| To-do list |
1) In the entries, copy out the lines from the one containing "of the green" through the one containing "POLYGON ((215 95, 213", inclusive.
2) Continue the forum thread about encaustic paintings from its last post.

| Text segment |
——————

# Some of my encaustic paintings



## Th0rz669

So I do some simple encaustic painting now and then. These are just a few:


Lemme know what you guys think!


----------



## Desi

I've never heard of encaustic paintings before....had to look it up.

First two give a feel of a natural erosive process, such as a dry hillside after a heavy rain or a beach.  The 3rd also seems geologic, but appears to capture change in action.  Third appears crystaline, evaporative in nature.

Cool stuff.  Thanks for posting.


----------



## Th0rz669

Desi said:


> First two give a feel of a natural erosive process. . .



That effect is created by leaving the iron in place for a few seconds and and then pulling it down very slowly before pulling the iron off. It creates amazing Natural effects that are good for creating foliage!

Glad you liked them


----------



## Dagwood56

Wow! These are really cool! :thumbup:  Learn something new everyday  Like Desi, I had never heard of this and had to look it up to see what it was. Interesting.

——————

| Region outline entries |

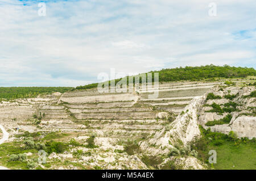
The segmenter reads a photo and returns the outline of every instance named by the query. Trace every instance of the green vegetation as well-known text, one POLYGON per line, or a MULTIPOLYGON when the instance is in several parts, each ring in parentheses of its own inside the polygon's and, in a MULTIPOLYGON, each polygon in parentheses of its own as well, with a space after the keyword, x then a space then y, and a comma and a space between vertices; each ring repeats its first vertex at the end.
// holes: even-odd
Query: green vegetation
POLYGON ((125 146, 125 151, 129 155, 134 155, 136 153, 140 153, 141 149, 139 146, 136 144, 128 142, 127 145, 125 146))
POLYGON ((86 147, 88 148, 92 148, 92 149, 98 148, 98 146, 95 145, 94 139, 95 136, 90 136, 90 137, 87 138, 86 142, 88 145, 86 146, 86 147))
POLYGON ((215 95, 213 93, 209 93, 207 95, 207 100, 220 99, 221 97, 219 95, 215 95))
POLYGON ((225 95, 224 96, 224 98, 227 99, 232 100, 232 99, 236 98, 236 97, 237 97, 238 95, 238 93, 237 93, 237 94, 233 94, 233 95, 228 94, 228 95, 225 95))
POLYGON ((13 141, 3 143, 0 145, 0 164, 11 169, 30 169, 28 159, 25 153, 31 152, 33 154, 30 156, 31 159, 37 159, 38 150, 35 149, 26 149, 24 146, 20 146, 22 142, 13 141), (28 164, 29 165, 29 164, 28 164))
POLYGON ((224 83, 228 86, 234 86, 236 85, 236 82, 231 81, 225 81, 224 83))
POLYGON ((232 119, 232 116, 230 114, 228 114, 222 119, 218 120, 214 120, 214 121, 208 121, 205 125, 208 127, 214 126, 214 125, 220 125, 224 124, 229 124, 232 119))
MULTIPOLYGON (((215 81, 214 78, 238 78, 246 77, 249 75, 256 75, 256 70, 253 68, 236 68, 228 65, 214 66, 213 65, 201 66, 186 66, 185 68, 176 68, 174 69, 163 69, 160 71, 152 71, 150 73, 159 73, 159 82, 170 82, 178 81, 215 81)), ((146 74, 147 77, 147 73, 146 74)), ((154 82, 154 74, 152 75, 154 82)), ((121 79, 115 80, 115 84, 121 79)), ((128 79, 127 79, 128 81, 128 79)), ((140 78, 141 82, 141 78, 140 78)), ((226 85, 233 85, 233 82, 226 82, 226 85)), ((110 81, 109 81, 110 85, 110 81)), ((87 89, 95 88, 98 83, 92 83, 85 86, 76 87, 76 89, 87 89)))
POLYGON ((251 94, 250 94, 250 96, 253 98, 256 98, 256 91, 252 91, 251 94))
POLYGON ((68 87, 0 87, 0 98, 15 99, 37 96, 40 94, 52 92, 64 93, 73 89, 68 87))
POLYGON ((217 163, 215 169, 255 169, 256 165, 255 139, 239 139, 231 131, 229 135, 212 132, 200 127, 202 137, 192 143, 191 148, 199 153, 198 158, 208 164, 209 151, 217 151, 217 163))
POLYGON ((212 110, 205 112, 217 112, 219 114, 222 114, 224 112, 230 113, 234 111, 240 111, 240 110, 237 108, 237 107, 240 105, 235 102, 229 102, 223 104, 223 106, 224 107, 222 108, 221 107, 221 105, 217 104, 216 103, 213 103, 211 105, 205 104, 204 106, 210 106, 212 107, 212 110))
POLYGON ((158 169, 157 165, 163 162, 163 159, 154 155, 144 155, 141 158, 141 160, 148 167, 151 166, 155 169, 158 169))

——————

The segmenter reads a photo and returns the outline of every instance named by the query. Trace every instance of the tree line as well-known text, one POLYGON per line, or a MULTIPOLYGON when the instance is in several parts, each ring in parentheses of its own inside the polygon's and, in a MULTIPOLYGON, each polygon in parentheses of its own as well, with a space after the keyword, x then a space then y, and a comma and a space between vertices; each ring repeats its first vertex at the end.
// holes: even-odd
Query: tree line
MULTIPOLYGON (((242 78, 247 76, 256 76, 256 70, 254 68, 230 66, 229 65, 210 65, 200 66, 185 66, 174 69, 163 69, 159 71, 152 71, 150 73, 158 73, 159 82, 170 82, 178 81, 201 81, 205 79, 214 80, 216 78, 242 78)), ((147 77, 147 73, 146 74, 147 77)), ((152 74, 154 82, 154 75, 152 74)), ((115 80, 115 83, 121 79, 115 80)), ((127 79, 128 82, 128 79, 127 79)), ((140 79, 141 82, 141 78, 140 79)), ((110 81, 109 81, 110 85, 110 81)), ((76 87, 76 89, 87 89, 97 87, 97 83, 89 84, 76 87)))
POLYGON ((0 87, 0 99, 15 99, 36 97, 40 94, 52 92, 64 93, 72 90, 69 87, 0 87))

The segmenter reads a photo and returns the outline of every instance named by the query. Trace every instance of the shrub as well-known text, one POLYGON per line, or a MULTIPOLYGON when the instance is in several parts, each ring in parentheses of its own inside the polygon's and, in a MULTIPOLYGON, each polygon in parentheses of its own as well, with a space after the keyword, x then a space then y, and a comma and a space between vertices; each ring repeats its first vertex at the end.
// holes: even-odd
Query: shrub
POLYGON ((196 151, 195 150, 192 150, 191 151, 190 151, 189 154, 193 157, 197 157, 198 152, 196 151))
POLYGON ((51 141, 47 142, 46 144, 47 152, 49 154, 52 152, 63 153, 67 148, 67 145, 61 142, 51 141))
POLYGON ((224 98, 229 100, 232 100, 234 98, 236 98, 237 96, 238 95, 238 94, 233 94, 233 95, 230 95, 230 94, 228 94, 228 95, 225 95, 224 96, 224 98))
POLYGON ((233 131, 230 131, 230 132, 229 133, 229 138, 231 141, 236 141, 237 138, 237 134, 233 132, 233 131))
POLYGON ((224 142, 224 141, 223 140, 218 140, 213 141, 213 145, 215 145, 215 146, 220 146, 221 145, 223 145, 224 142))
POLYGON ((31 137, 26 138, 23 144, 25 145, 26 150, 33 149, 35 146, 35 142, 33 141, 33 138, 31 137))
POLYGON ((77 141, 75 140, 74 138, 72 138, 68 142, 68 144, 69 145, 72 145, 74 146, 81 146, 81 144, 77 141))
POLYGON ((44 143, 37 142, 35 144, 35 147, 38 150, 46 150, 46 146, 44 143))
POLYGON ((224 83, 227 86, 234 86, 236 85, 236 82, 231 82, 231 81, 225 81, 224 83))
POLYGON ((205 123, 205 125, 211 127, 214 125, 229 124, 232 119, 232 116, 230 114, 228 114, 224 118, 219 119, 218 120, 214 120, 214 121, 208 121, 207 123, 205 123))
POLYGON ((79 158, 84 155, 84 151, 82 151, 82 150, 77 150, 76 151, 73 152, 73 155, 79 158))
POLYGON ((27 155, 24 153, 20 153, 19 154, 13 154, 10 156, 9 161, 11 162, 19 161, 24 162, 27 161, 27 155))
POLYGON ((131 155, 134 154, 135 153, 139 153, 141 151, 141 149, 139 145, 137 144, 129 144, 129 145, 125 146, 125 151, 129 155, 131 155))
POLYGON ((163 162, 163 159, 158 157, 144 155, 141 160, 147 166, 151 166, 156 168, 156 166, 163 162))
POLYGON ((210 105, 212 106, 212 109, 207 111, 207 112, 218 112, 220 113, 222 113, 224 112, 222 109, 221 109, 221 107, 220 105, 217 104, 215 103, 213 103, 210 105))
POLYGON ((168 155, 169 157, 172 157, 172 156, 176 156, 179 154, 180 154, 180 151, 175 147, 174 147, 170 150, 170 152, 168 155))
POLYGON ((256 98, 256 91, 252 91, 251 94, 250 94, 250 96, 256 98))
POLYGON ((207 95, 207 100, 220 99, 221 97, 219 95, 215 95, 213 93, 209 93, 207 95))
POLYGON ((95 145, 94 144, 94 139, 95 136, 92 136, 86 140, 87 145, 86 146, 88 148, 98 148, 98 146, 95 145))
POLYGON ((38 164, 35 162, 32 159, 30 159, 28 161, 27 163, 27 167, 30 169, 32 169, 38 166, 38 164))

——————

| Results of the exercise |
1)
The segmenter reads a photo and returns the outline of every instance named by the query. Trace every instance of the green vegetation as well-known text, one POLYGON per line, or a MULTIPOLYGON when the instance is in several parts, each ring in parentheses of its own inside the polygon's and, in a MULTIPOLYGON, each polygon in parentheses of its own as well, with a space after the keyword, x then a space then y, and a comma and a space between vertices; each ring repeats its first vertex at the end.
// holes: even-odd
Query: green vegetation
POLYGON ((125 146, 125 151, 129 155, 134 155, 136 153, 140 153, 141 149, 139 146, 136 144, 128 142, 127 145, 125 146))
POLYGON ((86 147, 88 148, 92 148, 92 149, 98 148, 98 146, 95 145, 94 139, 95 136, 90 136, 90 137, 87 138, 86 142, 88 145, 86 146, 86 147))
POLYGON ((215 95, 213 93, 209 93, 207 95, 207 100, 220 99, 221 97, 219 95, 215 95))

2)
----------



## Th0rz669

Glad you guys like em  I've not done any for a while. The wax is delicate and my house is very hot during the summer. When winter gets here, I'm gonna buy some more paper and maybe a smaller iron


----------



## sm4him

Wow, I love these! I think the first and second are my favorites, although the third is awesome too. And the last. Okay, my favorites are the first, second, third and fourth. 

I've heard of encaustic painting only because my son is an artist.  He explained the technique to me once, but I'd forgotten all about it.  

</leaves room, finds post-it to write a note to son about what he should paint for his mother for Christmas/>


----------



## Th0rz669

sm4him said:


> Wow, I love these! I think the first and second are my favorites, although the third is awesome too. And the last. Okay, my favorites are the first, second, third and fourth.
> 
> I've heard of encaustic painting only because my son is an artist.  He explained the technique to me once, but I'd forgotten all about it.
> 
> </leaves room, finds post-it to write a note to son about what he should paint for his mother for Christmas/>



If you can find a good way to protect them, they can be good gifts for Christmas. A lot of people want paints like this. My dad has one in his office. People offer him money for it all the time


----------



## panblue

Nice effects! Have you tried using shapes or tape to mask off areas of the canvas? Is that practical to try with encaustic?


----------



## Th0rz669

panblue said:


> Nice effects! Have you tried using shapes or tape to mask off areas of the canvas? Is that practical to try with encaustic?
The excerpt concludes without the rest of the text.